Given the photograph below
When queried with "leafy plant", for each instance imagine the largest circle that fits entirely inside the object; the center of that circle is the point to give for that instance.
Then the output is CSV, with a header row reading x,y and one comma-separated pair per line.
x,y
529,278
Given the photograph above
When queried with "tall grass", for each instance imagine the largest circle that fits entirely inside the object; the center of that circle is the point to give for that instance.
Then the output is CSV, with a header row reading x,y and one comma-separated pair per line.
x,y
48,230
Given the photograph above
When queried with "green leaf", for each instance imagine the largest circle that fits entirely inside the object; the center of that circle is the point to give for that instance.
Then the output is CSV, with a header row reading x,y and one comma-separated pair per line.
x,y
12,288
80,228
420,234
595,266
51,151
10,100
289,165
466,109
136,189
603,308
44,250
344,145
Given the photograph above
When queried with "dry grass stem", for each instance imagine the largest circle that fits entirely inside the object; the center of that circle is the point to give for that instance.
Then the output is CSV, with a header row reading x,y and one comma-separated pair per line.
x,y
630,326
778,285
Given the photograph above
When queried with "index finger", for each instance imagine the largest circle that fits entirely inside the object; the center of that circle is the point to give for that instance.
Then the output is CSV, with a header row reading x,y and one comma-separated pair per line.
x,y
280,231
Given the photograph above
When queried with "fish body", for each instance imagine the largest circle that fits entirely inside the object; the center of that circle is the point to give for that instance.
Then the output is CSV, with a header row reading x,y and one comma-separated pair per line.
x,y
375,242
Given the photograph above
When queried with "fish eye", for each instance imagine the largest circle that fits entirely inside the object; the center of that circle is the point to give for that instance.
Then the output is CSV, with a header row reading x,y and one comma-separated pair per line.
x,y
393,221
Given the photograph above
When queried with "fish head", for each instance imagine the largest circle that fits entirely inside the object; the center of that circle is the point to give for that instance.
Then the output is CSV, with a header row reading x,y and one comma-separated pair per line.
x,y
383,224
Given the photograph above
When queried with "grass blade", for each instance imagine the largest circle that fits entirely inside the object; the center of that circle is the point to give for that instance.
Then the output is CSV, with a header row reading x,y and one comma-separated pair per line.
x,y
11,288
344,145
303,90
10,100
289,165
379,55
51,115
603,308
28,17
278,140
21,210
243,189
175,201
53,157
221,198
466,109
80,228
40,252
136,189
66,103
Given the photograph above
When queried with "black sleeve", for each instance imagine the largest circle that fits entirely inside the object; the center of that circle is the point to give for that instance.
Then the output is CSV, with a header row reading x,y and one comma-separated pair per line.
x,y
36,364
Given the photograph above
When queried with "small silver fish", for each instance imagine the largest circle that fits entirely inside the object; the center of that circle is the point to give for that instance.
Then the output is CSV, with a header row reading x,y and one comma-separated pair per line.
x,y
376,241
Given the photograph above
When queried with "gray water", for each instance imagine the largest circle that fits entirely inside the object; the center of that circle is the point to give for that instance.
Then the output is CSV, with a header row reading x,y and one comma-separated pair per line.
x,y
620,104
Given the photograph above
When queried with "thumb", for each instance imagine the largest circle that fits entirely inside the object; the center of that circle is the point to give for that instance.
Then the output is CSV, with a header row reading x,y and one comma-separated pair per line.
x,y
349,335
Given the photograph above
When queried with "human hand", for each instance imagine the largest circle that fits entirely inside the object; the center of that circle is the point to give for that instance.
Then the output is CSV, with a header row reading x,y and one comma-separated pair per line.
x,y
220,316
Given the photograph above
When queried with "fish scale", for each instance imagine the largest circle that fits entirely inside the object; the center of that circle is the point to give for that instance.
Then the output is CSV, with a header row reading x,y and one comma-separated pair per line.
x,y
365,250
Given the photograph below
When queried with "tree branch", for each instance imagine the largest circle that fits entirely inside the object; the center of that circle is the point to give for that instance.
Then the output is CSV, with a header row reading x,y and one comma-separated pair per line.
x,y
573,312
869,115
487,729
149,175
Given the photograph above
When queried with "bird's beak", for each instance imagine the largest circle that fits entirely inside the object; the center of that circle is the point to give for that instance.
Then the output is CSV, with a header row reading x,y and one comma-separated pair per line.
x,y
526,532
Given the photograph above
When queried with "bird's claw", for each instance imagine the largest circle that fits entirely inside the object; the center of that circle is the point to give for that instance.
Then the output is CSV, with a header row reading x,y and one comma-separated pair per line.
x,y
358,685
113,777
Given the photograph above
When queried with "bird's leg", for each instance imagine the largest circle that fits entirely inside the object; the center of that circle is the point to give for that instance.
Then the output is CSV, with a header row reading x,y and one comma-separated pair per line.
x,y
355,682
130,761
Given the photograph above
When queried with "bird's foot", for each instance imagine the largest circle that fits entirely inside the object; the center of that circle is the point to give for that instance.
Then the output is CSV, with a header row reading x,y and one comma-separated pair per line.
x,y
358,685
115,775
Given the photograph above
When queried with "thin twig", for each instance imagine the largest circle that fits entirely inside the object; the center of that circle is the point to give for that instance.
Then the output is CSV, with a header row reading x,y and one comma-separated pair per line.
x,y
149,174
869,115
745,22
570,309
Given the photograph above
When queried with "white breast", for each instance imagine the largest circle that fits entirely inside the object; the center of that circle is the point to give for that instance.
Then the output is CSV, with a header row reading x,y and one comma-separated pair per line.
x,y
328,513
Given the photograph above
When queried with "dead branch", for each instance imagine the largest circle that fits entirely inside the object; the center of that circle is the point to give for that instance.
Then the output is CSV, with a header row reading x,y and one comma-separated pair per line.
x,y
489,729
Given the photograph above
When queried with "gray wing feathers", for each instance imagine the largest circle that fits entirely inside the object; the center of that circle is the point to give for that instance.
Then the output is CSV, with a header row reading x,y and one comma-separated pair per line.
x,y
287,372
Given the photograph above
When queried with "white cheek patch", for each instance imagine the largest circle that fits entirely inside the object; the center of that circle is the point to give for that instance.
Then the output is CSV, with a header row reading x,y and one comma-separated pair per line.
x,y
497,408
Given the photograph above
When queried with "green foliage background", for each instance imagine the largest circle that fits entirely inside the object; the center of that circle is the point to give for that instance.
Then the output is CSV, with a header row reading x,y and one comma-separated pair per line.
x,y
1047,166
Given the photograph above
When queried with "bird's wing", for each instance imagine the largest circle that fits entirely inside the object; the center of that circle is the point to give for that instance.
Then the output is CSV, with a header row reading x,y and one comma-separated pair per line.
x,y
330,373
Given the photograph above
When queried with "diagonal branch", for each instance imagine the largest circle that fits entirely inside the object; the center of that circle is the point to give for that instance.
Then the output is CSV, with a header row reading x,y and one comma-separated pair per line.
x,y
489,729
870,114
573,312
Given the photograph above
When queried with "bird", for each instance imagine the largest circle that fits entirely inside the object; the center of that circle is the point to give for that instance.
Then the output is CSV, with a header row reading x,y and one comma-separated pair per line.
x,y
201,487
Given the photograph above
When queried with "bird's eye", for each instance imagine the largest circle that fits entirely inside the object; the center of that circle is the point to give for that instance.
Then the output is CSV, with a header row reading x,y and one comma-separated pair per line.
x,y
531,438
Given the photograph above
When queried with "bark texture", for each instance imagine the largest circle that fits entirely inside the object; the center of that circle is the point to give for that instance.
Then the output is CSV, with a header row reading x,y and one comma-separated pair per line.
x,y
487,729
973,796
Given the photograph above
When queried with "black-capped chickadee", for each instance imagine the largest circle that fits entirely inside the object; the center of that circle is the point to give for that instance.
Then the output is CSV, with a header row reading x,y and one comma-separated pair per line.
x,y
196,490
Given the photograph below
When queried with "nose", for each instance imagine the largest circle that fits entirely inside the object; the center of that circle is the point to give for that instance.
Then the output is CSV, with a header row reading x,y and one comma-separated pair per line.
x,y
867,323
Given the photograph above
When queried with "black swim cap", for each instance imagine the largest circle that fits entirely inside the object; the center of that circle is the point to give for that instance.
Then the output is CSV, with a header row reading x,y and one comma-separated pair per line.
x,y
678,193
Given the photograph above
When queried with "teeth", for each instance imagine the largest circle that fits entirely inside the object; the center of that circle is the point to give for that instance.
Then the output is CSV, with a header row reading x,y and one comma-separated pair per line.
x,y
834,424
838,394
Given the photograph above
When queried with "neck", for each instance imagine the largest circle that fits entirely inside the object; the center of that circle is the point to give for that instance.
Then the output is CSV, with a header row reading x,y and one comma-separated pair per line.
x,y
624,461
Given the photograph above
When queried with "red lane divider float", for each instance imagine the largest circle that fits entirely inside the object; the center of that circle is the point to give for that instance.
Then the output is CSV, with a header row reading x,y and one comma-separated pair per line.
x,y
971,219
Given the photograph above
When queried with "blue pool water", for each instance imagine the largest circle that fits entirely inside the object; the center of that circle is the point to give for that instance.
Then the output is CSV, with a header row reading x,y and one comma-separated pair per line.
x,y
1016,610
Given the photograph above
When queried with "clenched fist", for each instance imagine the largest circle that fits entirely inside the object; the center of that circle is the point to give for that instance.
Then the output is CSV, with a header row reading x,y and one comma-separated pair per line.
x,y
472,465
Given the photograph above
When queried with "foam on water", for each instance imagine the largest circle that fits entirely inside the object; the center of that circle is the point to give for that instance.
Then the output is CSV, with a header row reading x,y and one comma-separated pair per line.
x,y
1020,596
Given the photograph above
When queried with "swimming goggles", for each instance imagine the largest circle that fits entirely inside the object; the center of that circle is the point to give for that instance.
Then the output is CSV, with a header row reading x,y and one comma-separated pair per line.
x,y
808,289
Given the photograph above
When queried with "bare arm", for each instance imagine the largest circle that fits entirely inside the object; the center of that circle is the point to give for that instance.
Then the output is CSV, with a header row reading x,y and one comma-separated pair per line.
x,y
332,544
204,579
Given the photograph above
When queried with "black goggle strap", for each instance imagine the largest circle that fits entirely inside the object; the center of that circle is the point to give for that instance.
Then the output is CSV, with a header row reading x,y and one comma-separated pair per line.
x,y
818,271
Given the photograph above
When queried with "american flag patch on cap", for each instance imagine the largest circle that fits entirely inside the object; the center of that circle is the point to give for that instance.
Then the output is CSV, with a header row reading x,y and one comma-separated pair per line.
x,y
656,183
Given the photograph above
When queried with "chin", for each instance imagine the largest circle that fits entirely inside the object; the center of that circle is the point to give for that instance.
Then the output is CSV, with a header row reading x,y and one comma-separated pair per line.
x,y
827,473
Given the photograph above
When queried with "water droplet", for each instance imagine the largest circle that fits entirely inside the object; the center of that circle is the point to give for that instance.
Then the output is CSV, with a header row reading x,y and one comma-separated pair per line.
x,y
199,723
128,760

━━━

What needs to be done:
Return each line of the records above that contains the string "water". Treat the match as case-sensitive.

Solved problem:
When queried with "gray water", for each instance imagine the largest circle that fits entirely inside the object; the center of that circle is the point to give for that instance.
When queried with "blue pool water", for each instance imagine the largest circle that fits entirely inside the object; the center of that circle is the point to give for that instance.
When queried with "foam on water", for each instance imagine the largest circle that fits entirely inside the object; the center of that circle is the point to give for that instance.
When queried with "water droplet", for each instance imagine the largest circle that fits entirely inside the object; the center of that circle is the point to give for that instance.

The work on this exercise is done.